### [Do this]
Reproduce all of the material below verbatim, preserving every line in its original order.

### [Data to use]
☆ ☆ ☆ ☆ ☆ ☆ ☆
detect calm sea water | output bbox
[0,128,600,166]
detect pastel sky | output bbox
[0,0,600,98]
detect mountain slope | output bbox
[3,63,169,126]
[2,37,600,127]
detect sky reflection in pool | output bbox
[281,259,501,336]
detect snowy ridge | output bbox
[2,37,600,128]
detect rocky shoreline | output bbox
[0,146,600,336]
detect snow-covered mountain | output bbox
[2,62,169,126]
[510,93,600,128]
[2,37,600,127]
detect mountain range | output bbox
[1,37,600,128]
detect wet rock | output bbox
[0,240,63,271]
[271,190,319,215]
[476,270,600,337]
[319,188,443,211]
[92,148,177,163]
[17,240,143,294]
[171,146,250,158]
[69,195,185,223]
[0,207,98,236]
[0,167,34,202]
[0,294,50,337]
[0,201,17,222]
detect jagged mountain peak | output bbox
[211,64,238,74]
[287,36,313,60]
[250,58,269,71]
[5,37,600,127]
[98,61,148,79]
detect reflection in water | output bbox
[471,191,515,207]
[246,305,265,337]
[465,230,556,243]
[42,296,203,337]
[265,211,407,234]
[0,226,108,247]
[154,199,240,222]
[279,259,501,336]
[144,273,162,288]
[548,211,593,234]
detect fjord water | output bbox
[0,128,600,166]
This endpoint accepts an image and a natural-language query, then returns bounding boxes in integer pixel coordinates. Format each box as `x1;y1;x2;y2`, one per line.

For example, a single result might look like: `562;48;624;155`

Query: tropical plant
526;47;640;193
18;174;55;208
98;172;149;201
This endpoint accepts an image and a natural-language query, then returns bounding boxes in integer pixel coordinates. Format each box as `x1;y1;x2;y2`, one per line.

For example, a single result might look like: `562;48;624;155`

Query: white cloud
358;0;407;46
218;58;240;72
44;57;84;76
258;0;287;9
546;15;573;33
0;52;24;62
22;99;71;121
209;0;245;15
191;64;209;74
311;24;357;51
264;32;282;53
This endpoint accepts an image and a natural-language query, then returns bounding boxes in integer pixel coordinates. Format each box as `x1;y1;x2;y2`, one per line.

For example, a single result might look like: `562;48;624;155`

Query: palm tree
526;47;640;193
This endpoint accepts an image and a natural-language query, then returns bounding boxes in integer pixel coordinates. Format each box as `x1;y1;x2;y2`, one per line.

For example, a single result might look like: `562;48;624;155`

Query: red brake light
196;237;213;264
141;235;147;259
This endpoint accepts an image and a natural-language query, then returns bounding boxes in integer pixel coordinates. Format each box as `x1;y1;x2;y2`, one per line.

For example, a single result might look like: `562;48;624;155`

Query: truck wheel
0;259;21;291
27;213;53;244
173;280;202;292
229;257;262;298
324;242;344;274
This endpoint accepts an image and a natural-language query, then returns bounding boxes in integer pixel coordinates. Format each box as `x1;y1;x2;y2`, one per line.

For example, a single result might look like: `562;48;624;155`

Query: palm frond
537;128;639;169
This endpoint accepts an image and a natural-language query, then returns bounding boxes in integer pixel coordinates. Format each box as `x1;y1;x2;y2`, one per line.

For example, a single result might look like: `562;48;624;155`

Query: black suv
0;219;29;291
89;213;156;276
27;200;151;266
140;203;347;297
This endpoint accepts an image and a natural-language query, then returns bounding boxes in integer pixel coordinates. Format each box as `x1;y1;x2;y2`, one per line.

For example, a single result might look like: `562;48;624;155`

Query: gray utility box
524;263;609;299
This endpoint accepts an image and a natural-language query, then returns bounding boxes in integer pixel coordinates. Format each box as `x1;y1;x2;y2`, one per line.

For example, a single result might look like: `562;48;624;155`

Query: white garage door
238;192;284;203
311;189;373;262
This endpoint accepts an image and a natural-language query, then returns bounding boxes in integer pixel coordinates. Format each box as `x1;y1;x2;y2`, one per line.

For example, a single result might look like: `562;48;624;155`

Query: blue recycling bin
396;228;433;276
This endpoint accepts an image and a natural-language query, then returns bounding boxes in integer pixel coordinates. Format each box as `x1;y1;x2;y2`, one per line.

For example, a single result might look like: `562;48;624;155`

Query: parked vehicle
☆ ☆ ☆ ☆ ☆ ☆ ☆
### [Solution to the problem]
detect calm sea water | output bbox
[0,128,600,166]
detect pastel sky | output bbox
[0,0,600,98]
detect mountain slope | output bbox
[3,63,169,126]
[2,37,600,127]
detect sky reflection in pool | output bbox
[281,259,501,336]
detect snowy ridge | output bbox
[2,37,600,128]
detect rocky shoreline | output bbox
[0,146,600,336]
detect snow-covered mountain | output bbox
[2,62,169,126]
[510,93,600,128]
[2,37,600,127]
detect mountain range | output bbox
[1,37,600,128]
detect wet rock | output bbox
[0,240,63,271]
[271,190,319,215]
[476,270,600,337]
[319,188,443,211]
[92,148,177,163]
[17,240,143,294]
[171,146,250,158]
[69,195,185,223]
[0,207,98,236]
[0,167,34,202]
[0,294,50,337]
[0,201,17,222]
detect jagged mountain peak | output bbox
[211,64,238,74]
[287,36,313,60]
[250,58,269,71]
[5,37,600,127]
[98,61,148,79]
detect reflection in water | output bbox
[471,191,515,207]
[246,305,265,337]
[465,230,556,243]
[42,296,203,337]
[265,211,407,234]
[0,226,108,247]
[154,199,240,222]
[279,259,501,336]
[144,273,162,288]
[548,211,593,234]
detect fjord water | output bbox
[0,128,600,166]
This endpoint accepts an image and a natural-language query, then returns bounding boxes in integer pixel coordinates. Format each box as `x1;y1;x2;y2`, one per line.

For example, a single result might look like: `562;48;624;155`

Query: tropical plant
526;47;640;193
18;174;55;208
98;172;149;201
This endpoint accepts an image and a natural-language query, then returns bounding boxes in integer pixel coordinates. Format each box as `x1;y1;x2;y2`, one per line.

For example, a single result might look like: `562;48;624;155`

Query: white cloud
358;0;407;46
218;58;240;72
44;57;84;76
258;0;287;9
546;15;573;33
0;52;24;62
22;99;71;121
209;0;245;15
191;64;209;74
311;24;357;51
264;32;282;53
This endpoint accepts an image and a natural-language query, then returns bounding boxes in integer pixel coordinates. Format each box as `x1;y1;x2;y2`, one per line.

For example, a single result might look like: `562;48;624;155`

Query: palm tree
526;47;640;193
This endpoint accepts an image and a natural-language query, then returns bounding boxes in integer pixel coordinates. Format each box as `x1;y1;x2;y2`, one per line.

For example, a single result might look like: `562;48;624;155`

Query: red brake light
196;237;213;264
141;235;147;259
This endpoint accepts an image and a natural-language query, then returns bounding boxes in integer pixel coordinates. Format each box as `x1;y1;x2;y2`, one per line.

For example, a single result might look like: `562;48;624;155`

Query: truck wheel
0;259;21;291
27;213;53;244
173;280;202;292
229;257;262;298
324;242;344;274
This endpoint accepts an image and a natural-language query, then returns bounding boxes in integer pixel coordinates. Format each box as `x1;y1;x2;y2`, one per line.

For example, a single result might look like: `562;48;624;155`

Query: palm frond
537;128;639;169
This endpoint accepts an image and a natural-language query, then returns bounding boxes in integer pixel coordinates. Format each box as `x1;y1;x2;y2`, one per line.

For example, a single result might look like: `562;48;624;155`

Query: black suv
0;219;29;291
89;213;156;276
27;200;151;266
140;203;347;297
This endpoint accepts an image and a natural-language query, then returns bounding boxes in integer pixel coordinates. Format each box as `x1;y1;x2;y2`, one per line.

For example, a single result might look like: `562;48;624;155`

Query: gray utility box
524;263;609;299
This endpoint accepts an image and a natural-language query, then returns bounding boxes in integer pixel coordinates. Format each box as `x1;y1;x2;y2`, one per line.

For example, a single result might look like: `562;48;624;155`

Query: white garage door
238;192;284;203
311;189;373;262
This endpoint accepts an image and a natural-language query, then returns bounding boxes in integer pixel coordinates. Format each box as `x1;y1;x2;y2`, one per line.

For example, a single result might look like: `562;48;624;155`

Query: blue recycling bin
396;228;433;276
This endpoint accepts an image and a natural-language query, then returns bounding boxes in integer pixel coordinates. Format each box as `x1;y1;x2;y2`, one per line.

For example, a single result might look like: `562;48;624;155`

Query: parked vehicle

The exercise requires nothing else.